» **WHAT IS NEEDED**: Quote every entry word for word.

* * * * * * *

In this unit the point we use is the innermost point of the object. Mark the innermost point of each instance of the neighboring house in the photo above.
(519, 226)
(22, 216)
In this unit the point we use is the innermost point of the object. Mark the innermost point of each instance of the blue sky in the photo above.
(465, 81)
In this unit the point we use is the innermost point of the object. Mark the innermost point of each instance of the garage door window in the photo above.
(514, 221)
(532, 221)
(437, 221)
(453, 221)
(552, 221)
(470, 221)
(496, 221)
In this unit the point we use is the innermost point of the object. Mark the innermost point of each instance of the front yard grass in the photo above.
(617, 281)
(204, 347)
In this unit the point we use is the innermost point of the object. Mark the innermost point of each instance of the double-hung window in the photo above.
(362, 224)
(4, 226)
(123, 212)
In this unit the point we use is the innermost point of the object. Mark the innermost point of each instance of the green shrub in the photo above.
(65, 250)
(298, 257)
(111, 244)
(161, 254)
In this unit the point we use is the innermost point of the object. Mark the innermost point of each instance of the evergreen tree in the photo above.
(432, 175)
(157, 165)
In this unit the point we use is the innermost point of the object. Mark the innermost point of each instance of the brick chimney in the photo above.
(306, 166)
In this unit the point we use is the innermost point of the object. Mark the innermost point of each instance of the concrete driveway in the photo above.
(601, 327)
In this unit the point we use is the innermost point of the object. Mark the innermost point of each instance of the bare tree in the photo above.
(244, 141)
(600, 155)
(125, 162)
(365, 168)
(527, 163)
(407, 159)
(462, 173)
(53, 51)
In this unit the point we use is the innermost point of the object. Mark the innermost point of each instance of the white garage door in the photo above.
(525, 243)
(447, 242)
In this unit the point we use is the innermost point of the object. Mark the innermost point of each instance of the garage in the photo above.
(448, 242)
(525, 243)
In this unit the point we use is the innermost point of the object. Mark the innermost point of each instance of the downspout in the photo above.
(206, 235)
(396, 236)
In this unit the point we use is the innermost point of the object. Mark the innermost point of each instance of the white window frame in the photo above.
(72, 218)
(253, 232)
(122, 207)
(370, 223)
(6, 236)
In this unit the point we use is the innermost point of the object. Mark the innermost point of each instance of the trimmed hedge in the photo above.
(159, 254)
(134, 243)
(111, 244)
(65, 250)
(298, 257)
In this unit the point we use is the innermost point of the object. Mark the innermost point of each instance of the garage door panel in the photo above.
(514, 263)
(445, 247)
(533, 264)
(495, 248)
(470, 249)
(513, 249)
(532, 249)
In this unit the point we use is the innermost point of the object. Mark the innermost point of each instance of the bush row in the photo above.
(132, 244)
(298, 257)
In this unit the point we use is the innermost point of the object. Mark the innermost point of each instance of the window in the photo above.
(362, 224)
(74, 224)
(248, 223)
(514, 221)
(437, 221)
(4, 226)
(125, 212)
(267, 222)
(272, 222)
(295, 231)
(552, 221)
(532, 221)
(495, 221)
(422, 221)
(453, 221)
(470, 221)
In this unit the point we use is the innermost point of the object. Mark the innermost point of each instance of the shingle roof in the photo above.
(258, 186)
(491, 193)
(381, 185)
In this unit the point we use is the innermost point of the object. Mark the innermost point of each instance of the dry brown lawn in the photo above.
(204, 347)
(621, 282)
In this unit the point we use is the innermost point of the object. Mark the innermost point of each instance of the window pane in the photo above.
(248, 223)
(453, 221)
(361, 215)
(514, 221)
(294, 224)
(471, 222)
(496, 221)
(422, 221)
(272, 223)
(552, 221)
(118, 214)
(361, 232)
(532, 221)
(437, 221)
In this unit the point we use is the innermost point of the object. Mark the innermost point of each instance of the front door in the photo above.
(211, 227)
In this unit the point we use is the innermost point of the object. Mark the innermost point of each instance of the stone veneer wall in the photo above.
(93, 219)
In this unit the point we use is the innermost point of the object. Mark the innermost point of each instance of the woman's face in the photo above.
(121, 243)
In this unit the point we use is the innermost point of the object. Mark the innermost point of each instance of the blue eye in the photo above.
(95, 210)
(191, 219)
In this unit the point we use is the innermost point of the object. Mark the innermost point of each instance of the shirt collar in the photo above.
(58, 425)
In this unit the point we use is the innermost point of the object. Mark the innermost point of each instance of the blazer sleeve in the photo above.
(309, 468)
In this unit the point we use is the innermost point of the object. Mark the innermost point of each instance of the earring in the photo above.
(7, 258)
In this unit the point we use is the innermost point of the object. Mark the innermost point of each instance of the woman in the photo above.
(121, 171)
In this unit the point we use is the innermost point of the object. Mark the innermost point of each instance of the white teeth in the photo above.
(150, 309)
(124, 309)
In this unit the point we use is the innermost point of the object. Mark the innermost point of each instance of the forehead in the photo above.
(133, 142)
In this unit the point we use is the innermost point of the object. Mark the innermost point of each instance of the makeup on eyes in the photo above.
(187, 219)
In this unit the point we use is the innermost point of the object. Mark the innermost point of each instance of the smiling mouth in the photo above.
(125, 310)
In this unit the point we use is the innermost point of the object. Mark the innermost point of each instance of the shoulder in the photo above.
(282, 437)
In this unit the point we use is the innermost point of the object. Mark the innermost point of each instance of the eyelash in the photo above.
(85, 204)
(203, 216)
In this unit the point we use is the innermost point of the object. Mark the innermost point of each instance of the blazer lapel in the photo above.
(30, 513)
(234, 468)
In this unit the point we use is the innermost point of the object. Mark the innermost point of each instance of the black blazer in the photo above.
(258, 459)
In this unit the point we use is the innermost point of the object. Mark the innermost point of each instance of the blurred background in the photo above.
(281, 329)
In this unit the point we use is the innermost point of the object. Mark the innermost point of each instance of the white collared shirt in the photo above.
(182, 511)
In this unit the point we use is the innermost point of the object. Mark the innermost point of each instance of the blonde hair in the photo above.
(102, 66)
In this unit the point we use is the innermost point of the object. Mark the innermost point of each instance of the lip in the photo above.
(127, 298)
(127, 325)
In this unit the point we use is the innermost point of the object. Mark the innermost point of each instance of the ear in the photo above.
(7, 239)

* * * * * * *

» **EXERCISE SOLUTION**:
In this unit the point we use is the innermost point of the object. Mark the innermost point of each instance of the neighboring house in the photo above.
(519, 226)
(22, 216)
In this unit the point we use is the innermost point of the object. Mark the innermost point of each instance of the blue sky in the photo above.
(465, 81)
In this unit the point we use is the innermost point of the object. Mark the innermost point of each instance of the garage door window in the photo above.
(514, 221)
(532, 221)
(437, 221)
(453, 221)
(552, 221)
(470, 221)
(496, 221)
In this unit the point we use is the innermost point of the object. Mark the innermost point of each instance of the front yard grass in the photo above.
(617, 281)
(204, 347)
In this unit the point we use is the innermost point of the object. Mark the innermost point of each instance of the double-hung window in the photo above.
(362, 224)
(4, 226)
(123, 212)
In this unit the point we use is the innermost point of the object. Mark the innermost point of each instance of the green shrub in the photo above.
(65, 250)
(298, 257)
(111, 244)
(161, 254)
In this unit the point we use is the innermost point of the object. Mark the innermost point of each instance of the evergreen tree in the photo above.
(432, 175)
(157, 165)
In this unit the point we use is the innermost point of the object. Mark the innermost point of each instance of the brick chimney in the photo above.
(306, 166)
In this unit the point we use is the innermost point of the object. Mark the innermost point of each instance of the concrete driveway in the photo above.
(601, 327)
In this unit the point we use is the innermost point of the object. Mark the innermost point of each instance of the bare tree in the photo above.
(244, 141)
(600, 155)
(125, 162)
(365, 168)
(527, 163)
(407, 159)
(462, 173)
(53, 51)
In this unit the point we use is the innermost point of the object. Mark the innermost point of each instance of the white garage door in the photo above.
(525, 243)
(447, 242)
In this unit the point we use is the innermost point of the object. Mark the innermost point of each instance of the garage in the photo above.
(448, 242)
(525, 243)
In this unit the point we use is the innermost point of the object. Mark the innermost point of each instance of the downspout in the photo above.
(206, 235)
(396, 236)
In this unit the point we use is the innermost point of the object. Mark the innermost point of each instance of the white window frame in the photo above.
(72, 218)
(253, 232)
(122, 207)
(370, 223)
(6, 236)
In this unit the point we use is the innermost point of the object. Mark the innermost point of each instance of the trimmed hedge in the photo above.
(159, 254)
(134, 243)
(111, 244)
(65, 250)
(298, 257)
In this unit the point we use is the innermost point of the object. Mark the innermost point of each instance of the garage door panel in the photo above.
(514, 263)
(445, 247)
(533, 264)
(495, 248)
(470, 249)
(513, 249)
(532, 249)
In this unit the point we use is the innermost point of the object. Mark the innermost point of each instance of the bush row in the photo above.
(132, 244)
(298, 257)
In this unit the point we use is the innermost point of the object. Mark the innermost point of each instance of the window in the photo above.
(362, 224)
(74, 224)
(248, 223)
(514, 221)
(437, 221)
(4, 226)
(125, 212)
(267, 222)
(272, 222)
(295, 231)
(552, 221)
(532, 221)
(495, 221)
(422, 221)
(453, 221)
(470, 221)
In this unit the point we use is the innermost point of the object. Mark the innermost point of each instance of the shingle roof in the photo above.
(258, 186)
(491, 193)
(381, 185)
In this unit the point we use is the innermost point of the object. Mark the innermost point of each instance of the dry brown lawn in the photo above.
(204, 347)
(621, 282)
In this unit the point we use is the innermost point of the object. Mark the innermost point of each instance of the window pane in the photo above.
(248, 223)
(453, 221)
(361, 215)
(514, 221)
(294, 224)
(471, 222)
(496, 221)
(422, 221)
(272, 223)
(552, 221)
(118, 214)
(361, 232)
(532, 221)
(437, 221)
In this unit the point we use is the innermost point of the object. Mark the innermost point of each instance of the front door in the photo above.
(211, 227)
In this unit the point we use is the innermost point of the object. Mark the innermost point of each instance of the stone veneer wall in the photo above.
(93, 219)
In this unit the point we use is the innermost point of the object. Mark the innermost point of each instance of the woman's face in the photo above.
(121, 243)
In this unit the point we use is the innermost point of the object. Mark the innermost point of each instance of the blue eye in the photo above.
(95, 210)
(191, 219)
In this unit the point we use is the innermost point of the object. Mark the innermost point of each instance of the shirt collar in the photo above.
(58, 425)
In this unit the point we use is the innermost point of the object. Mark the innermost point of each instance of the blazer sleeve in the photo above.
(309, 468)
In this unit the point we use is the innermost point of the object. Mark the innermost point of each instance of the earring in the photo above.
(7, 258)
In this unit the point we use is the innermost point of the object. Mark the innermost point of each instance of the woman in the photo above.
(121, 171)
In this unit the point we use is the innermost point of the object. Mark the innermost point of each instance of the white teeth in the photo above.
(150, 309)
(124, 309)
In this unit the point we use is the innermost point of the object. Mark the innermost point of each instance of the forehead in the photo above.
(133, 142)
In this unit the point we use is the innermost point of the object. Mark the innermost point of each instance of the makeup on eyes in the photo above.
(187, 219)
In this unit the point we use is the innermost point of the object. Mark the innermost point of each instance of the smiling mouth in the photo above.
(125, 310)
In this unit the point we use is the innermost point of the object. Mark the innermost point of each instance of the shoulder in the photo above.
(282, 437)
In this unit the point we use is the innermost point of the object. Mark the innermost point of each instance of the eyelash in the photo above.
(85, 204)
(203, 216)
In this unit the point we use is the innermost point of the object. Mark the innermost point of each instance of the blazer lapel in the photo above.
(30, 513)
(234, 468)
In this unit the point we use is the innermost point of the object. Mark the innermost point of each instance of the black blazer in the photo above.
(258, 459)
In this unit the point we use is the innermost point of the object. Mark the innermost point of each instance of the blurred background in the photo above.
(281, 329)
In this unit the point we use is the innermost point of the object. Mark the innermost point of each instance of the white collared shirt in the photo above.
(182, 511)
In this unit the point we use is the innermost point of the object. Mark the innermost point of each instance of the blonde hair in the photo above.
(102, 66)
In this unit the point we use is the innermost point of the object. Mark the innermost point of each instance of the lip in the photo above.
(127, 298)
(127, 325)
In this unit the point we use is the innermost point of the object. Mark the innermost point of each instance of the ear in the photo above.
(7, 239)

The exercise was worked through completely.